WORK TASK ▸ From the entries that follow, copy exactly the lines beginning at the line holding "Where can the grey sky" and continuing through the line holding "Where can the person in yellow".

EXERCISE MATERIAL ▸
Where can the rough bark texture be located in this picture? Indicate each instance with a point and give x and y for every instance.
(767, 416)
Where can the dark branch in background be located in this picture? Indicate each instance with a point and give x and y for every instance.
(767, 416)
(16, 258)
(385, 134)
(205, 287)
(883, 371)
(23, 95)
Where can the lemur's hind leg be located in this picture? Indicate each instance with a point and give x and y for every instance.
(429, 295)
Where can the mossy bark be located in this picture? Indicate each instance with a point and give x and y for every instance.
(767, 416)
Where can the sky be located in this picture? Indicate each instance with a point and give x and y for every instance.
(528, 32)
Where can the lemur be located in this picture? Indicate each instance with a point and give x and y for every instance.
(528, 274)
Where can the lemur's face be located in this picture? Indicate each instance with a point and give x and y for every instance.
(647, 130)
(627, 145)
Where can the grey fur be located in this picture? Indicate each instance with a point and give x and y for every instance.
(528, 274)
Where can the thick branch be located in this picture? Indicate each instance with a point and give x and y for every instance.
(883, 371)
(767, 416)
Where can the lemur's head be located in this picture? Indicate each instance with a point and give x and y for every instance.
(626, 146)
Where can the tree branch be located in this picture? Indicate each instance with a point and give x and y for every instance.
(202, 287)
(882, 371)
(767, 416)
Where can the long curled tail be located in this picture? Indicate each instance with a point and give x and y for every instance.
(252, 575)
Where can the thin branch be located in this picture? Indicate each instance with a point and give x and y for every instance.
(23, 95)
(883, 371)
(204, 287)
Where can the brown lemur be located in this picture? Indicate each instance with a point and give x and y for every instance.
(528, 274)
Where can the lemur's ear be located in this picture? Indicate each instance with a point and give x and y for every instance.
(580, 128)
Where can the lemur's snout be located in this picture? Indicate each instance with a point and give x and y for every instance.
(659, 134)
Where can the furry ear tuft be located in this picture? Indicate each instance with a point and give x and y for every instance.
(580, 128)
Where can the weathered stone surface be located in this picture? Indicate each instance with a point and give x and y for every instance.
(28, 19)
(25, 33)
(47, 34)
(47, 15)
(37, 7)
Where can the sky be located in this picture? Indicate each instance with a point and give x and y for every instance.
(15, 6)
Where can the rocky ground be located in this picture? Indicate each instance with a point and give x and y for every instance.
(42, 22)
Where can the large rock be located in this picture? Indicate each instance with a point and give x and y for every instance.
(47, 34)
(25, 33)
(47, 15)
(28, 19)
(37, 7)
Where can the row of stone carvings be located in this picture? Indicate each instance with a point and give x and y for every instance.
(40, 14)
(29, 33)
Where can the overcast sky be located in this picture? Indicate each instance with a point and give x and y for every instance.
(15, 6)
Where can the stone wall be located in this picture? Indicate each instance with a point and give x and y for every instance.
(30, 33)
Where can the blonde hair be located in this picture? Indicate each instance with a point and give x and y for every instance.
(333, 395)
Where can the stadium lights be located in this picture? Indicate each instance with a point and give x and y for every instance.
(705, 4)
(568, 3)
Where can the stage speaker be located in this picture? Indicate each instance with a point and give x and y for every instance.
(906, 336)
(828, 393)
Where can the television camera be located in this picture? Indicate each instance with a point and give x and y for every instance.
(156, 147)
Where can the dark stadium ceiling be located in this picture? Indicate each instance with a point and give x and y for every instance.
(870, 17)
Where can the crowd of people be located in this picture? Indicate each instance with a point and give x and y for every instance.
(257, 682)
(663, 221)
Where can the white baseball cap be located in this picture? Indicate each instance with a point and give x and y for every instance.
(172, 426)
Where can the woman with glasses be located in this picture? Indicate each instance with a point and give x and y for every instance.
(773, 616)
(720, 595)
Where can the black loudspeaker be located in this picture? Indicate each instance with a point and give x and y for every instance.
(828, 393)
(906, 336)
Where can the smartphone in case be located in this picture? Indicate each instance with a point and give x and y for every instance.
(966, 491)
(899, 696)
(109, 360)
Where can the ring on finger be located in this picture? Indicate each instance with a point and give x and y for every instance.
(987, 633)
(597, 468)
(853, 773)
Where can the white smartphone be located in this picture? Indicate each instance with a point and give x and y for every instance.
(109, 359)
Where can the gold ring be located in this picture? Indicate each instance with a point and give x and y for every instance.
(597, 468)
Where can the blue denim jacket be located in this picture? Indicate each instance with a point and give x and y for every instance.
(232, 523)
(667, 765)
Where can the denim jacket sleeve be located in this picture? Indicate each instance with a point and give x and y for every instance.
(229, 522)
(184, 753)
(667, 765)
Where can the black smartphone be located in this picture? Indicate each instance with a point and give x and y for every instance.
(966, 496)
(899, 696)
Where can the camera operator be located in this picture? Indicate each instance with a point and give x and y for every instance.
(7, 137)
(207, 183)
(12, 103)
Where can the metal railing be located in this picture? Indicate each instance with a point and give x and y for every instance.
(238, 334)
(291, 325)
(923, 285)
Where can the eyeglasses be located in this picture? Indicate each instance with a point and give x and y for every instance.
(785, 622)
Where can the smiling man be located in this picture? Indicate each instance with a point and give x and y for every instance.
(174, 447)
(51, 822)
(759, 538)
...
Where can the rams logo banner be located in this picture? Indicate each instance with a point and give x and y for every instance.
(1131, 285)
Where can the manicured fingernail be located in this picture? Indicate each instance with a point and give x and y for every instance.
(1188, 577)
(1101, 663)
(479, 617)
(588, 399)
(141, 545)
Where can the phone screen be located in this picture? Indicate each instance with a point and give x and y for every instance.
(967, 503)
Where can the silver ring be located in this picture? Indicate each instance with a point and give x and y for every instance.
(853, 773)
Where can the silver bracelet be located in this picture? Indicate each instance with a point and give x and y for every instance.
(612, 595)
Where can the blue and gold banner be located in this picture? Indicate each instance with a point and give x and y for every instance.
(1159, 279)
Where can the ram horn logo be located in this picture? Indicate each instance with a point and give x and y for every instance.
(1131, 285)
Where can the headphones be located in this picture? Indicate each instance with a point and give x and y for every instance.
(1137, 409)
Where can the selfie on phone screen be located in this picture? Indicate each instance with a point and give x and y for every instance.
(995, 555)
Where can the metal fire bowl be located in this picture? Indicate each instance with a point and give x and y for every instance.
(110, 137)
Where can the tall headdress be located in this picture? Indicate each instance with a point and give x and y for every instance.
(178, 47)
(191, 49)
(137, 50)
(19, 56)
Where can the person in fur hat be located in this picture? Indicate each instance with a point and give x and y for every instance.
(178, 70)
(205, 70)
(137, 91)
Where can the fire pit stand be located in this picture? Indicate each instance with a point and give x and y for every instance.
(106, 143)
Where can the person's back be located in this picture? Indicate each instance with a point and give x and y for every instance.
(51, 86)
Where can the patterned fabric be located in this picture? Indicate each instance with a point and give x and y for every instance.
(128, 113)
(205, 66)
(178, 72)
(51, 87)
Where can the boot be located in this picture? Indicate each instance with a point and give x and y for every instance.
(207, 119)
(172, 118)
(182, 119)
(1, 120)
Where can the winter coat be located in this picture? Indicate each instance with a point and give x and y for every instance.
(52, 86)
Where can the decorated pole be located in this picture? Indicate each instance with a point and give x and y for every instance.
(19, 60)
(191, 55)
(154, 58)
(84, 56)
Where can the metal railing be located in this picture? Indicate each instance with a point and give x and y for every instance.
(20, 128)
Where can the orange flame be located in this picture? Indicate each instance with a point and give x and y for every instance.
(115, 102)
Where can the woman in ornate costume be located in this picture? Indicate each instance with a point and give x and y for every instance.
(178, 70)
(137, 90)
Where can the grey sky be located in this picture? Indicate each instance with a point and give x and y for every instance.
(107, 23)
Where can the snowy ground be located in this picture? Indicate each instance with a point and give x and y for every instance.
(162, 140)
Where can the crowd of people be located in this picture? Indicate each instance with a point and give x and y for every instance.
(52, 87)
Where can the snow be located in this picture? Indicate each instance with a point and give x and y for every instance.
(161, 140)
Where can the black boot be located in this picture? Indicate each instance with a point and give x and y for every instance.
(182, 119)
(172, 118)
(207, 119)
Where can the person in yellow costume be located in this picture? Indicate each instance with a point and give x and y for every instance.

COMPLETED TASK ▸
Where can the grey sky be located in this picture? Indicate each instance with a point and give x and y for every instance.
(107, 23)
Where can the snowy ground be located in this picture? Indicate each instance with a point and give x and y for every instance.
(162, 140)
Where can the crowd of people be located in this picture? Indicate each instance with a point and give x and y for every instance.
(52, 87)
Where can the snow be located in this picture? Indicate each instance with a point and give x and y for every instance.
(161, 140)
Where can the black boot be located in this picture? Indicate each instance with a point and give x and y for every instance.
(182, 119)
(172, 118)
(207, 119)
Where can the person in yellow costume be located in this picture? Indicate each instance with a point and give x and y for every instance.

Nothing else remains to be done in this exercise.